→ Tasks to carry out:
[1] List every abbreviation that appears in the two body paragraphs of the abstract on airborne infection risk in hospital spaces.
[2] According to the abstract on airborne infection risk in hospital spaces, where and when was the 32nd AIVC Conference held?

[Opening Exercise text section]

Hiroaki Asanuma and Kazuhide Ito
Year:
2011
Bibliographic info:
32nd AIVC Conference " Towards Optimal Airtightness Performance", Brussels, Belgium, 12-13 October 2011

The indoor environment can play a significant role in the transmission of and exposure to various contaminants. In the case of some emerging aerial infections, such as those caused by influenza virus and tuberculosis virus, the airborne route of transmission is considered to be important for evaluating the health risk associated with exposure to contaminants. In this paper, we first present an analytical procedure for coupling the computational fluid dynamics (CFD)-based prediction of unsteady contaminant concentration distribution with a basic epidemiological model (here, SIR model) and show how this procedure can be used to predict exposure risk of people in hospital space.
In this study, we focus on the coupled simulation of unsteady and non-uniform distribution of infectious particle concentration and infectious risk, which directly indicates the changes in the population densities of Susceptible (S) and Infective (I) in a hospital space. The numerical analysis involved changes in the type of contaminant and infection probability and was performed for a hospital waiting space with a complicated geometry. The results showed a non-uniform distribution of (S) and (I) in such a space. Moreover, these results indicated the dependence on unsteady and inhomogeneous contaminant distribution.

[Closing Exercise text section]
[Opening Extracted information section]

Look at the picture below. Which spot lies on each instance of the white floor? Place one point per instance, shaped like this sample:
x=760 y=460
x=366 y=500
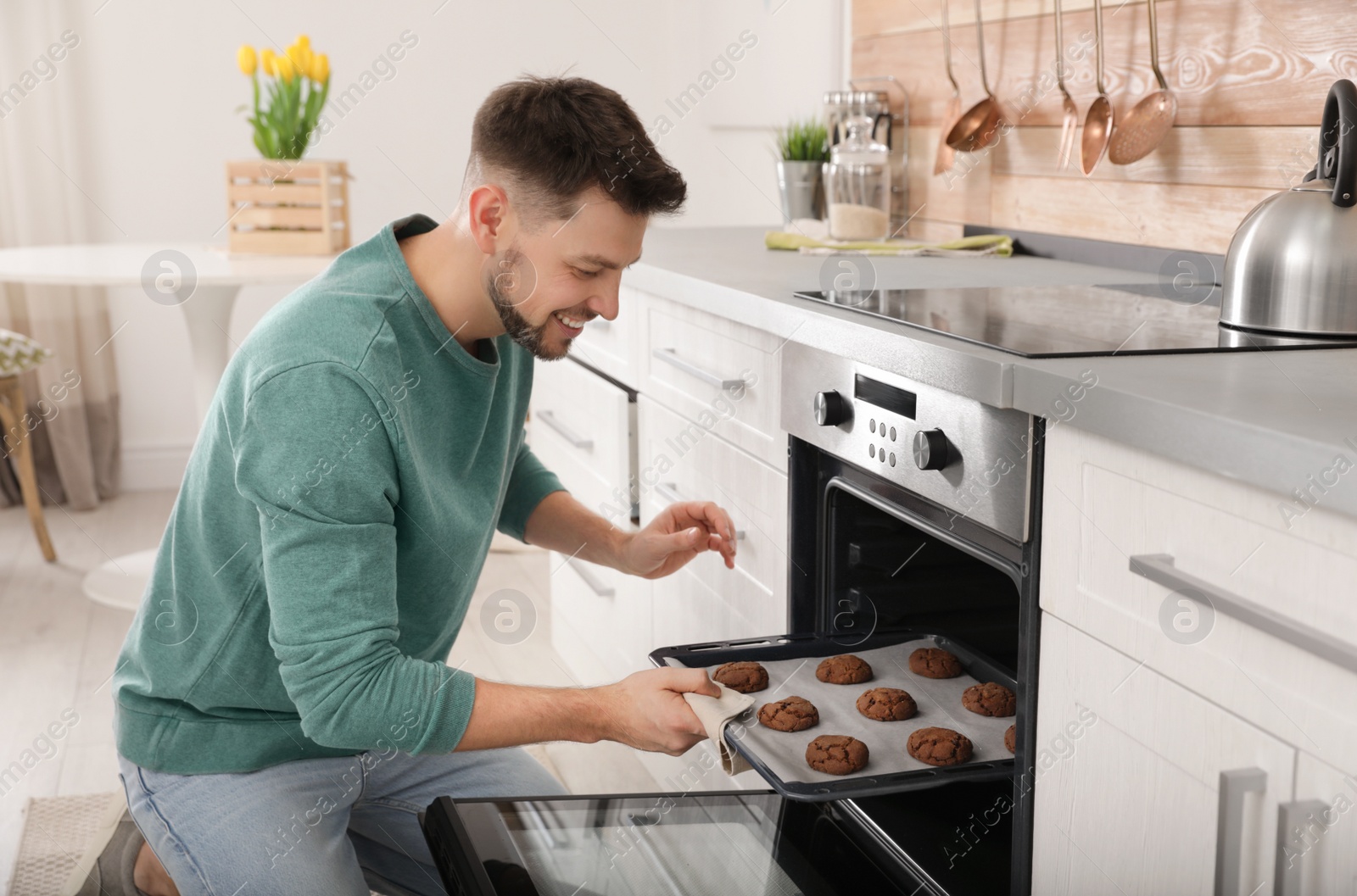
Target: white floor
x=58 y=651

[Closing Extracted information section]

→ Task-by-task results:
[1] CFD, SIR, S, I

[2] Brussels, Belgium, 12-13 October 2011